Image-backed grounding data
=== Section Start ===

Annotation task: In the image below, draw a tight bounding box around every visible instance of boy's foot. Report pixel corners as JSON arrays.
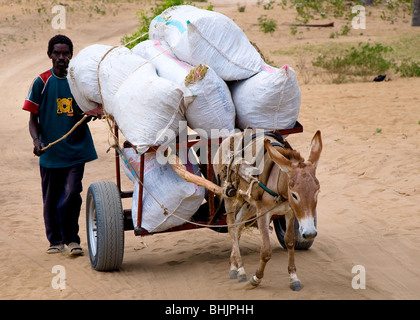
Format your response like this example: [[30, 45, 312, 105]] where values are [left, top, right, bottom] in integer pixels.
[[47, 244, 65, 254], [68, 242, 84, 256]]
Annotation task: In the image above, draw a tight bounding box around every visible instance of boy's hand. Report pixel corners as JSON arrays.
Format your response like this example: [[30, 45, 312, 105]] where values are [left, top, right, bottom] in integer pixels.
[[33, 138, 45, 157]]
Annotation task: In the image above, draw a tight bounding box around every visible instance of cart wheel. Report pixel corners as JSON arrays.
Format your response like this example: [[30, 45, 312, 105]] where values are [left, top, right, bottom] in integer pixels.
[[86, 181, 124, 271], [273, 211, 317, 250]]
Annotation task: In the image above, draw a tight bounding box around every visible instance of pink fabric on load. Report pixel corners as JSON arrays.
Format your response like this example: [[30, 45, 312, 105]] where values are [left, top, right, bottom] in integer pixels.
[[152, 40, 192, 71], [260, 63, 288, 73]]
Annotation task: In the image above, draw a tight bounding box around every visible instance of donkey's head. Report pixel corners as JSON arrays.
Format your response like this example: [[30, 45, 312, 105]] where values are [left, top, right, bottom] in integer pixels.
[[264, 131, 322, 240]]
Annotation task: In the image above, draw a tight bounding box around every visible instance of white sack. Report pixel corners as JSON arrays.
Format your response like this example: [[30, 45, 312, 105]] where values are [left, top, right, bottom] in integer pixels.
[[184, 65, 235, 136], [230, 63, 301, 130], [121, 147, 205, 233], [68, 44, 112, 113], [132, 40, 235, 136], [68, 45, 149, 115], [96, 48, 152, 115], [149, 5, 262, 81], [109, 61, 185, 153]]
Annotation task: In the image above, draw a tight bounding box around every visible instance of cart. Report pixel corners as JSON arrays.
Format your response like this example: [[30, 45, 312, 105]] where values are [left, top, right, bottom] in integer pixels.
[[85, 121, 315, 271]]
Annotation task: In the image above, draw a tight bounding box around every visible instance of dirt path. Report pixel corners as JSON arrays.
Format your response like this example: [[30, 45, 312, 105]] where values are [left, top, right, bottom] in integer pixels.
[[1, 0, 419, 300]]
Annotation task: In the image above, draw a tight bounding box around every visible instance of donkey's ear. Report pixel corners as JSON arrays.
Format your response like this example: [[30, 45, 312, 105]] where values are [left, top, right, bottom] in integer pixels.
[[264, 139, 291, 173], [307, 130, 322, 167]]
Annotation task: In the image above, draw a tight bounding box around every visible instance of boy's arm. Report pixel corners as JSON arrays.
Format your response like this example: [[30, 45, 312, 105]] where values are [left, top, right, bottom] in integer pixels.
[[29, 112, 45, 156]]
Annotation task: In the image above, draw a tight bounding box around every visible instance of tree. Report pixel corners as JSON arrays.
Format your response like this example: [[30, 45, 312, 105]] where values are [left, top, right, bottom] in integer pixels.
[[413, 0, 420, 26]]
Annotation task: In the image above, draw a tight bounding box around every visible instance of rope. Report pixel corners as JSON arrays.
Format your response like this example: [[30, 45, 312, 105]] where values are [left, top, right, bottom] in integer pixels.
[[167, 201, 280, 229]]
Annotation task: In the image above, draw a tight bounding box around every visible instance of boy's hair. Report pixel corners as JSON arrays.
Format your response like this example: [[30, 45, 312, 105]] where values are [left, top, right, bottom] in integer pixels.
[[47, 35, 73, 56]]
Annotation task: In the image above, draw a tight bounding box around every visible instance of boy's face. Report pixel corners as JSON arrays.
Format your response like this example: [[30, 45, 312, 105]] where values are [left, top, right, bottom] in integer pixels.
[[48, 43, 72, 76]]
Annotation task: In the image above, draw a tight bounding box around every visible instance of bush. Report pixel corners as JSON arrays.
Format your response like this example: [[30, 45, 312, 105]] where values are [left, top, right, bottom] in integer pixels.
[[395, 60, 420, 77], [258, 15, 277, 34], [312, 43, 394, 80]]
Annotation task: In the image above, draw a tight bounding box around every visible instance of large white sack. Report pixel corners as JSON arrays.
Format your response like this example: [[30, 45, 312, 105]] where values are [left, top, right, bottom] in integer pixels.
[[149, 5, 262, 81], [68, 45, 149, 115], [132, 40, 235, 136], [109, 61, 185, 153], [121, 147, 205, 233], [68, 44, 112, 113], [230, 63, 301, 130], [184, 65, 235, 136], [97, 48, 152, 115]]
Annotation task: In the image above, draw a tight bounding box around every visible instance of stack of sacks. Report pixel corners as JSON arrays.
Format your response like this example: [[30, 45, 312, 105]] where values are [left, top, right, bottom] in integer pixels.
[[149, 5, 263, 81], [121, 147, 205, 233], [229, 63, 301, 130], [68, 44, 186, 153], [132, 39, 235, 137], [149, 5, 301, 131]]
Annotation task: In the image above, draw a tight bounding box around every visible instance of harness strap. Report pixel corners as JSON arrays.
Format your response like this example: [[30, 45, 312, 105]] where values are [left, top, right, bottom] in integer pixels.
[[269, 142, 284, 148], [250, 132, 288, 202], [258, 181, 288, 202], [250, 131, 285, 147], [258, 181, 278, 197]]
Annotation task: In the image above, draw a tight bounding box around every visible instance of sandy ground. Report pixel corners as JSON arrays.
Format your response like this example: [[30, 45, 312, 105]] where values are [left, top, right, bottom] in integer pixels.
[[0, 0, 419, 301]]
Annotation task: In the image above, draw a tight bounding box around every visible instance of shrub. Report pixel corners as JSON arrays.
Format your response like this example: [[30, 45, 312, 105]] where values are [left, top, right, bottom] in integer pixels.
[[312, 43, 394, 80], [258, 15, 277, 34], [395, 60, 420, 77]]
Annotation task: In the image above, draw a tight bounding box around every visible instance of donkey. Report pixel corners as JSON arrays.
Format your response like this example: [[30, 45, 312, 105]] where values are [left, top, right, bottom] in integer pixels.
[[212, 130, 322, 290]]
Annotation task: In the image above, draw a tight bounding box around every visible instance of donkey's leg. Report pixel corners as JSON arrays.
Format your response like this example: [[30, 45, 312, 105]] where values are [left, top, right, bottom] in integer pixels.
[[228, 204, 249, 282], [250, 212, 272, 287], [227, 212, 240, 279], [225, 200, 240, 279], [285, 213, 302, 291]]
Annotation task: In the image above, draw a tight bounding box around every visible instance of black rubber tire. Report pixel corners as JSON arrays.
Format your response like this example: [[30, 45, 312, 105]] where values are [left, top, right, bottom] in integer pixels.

=== Section End ===

> _Exercise instructions_
In the entries above, how many lines contain the word "white"? Provide the number alone.

> _Task result_
2